**PROBLEM REQUIREMENTS**
Copy out each of these records word for word, keeping every line as it is.

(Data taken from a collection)

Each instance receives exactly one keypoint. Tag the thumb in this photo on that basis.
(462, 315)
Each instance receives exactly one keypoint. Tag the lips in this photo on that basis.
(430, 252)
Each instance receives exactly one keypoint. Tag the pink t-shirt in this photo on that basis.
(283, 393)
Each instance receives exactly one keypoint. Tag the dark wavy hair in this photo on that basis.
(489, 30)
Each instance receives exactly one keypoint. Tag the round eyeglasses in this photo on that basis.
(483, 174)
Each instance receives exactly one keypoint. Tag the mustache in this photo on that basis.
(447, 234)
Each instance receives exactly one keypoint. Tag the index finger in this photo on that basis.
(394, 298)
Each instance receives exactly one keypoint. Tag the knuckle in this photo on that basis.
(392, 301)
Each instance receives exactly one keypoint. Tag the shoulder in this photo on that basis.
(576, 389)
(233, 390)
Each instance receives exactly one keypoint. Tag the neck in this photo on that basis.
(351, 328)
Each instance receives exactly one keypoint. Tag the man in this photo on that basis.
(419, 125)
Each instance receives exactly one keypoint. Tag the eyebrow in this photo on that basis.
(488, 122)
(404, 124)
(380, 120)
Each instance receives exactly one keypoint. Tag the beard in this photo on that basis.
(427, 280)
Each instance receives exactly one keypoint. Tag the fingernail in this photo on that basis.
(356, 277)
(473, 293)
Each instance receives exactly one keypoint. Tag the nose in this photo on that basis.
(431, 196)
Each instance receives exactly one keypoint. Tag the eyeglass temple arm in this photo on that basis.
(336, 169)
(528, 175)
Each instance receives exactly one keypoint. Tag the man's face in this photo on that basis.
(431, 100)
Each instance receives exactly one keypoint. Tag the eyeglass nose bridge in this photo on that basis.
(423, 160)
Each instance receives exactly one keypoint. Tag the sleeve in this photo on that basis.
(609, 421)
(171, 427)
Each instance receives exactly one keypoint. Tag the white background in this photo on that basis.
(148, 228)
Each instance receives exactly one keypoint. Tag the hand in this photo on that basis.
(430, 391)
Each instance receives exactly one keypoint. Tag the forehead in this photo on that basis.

**TASK RESPONSE**
Each instance receives exactly one keypoint. Tag the thumb in this photo on that basis.
(462, 315)
Each instance receives exactly one keypoint. Tag the lips in this photo on that basis.
(430, 252)
Each instance receives exactly one keypoint. Tag the pink t-shirt in this photo on that basis.
(283, 393)
Each instance receives exactly one keypoint. Tag the dark wavy hair in this photo on that basis.
(489, 30)
Each instance receives exactly one keypoint. Tag the round eyeglasses in this photo on that basis.
(483, 174)
Each instance receives exactly one keypoint. Tag the mustache in this photo on that basis.
(447, 234)
Each instance receives exactly one keypoint. Tag the index finger in this photo on that basis.
(394, 298)
Each instance receives exactly one keypoint. Tag the knuckle in this photo on that basis.
(392, 301)
Each instance receives exactly one keypoint. Tag the shoulder in this photo on that basis.
(576, 389)
(233, 390)
Each instance receives exactly one keypoint. Tag the neck in this photo on that basis.
(351, 328)
Each instance receives exactly one keypoint. Tag the man in this photo on that basis.
(419, 125)
Each instance receives exactly one keypoint. Tag the eyebrow in this photo on that basis.
(488, 122)
(404, 124)
(380, 120)
Each instance receives exactly one keypoint. Tag the beard in this photo on that basis.
(427, 280)
Each instance receives exactly one keypoint. Tag the fingernail in this photo on that basis.
(356, 277)
(473, 293)
Each instance receives exactly one keypoint. Tag the nose in this photo on that basis.
(431, 196)
Each instance receives exactly one keypoint. Tag the eyeglass temple arm in this photo on that basis.
(336, 169)
(528, 175)
Each instance receives exactly one keypoint. Tag the man's face in this photo on that basis.
(431, 100)
Each instance receives exactly one keypoint. Tag the eyeglass nose bridge in this photo on that basis.
(423, 160)
Each instance receives exactly one keypoint. Tag the sleeve in this photo on that basis.
(609, 421)
(171, 427)
Each instance receives exactly one keypoint. Tag the white background in this photo on that basis.
(148, 228)
Each instance receives exactly one keypoint. Tag the hand in this photo on that basis.
(430, 391)
Each instance receives exactly one keypoint. Tag the forehead in this photo on that basis.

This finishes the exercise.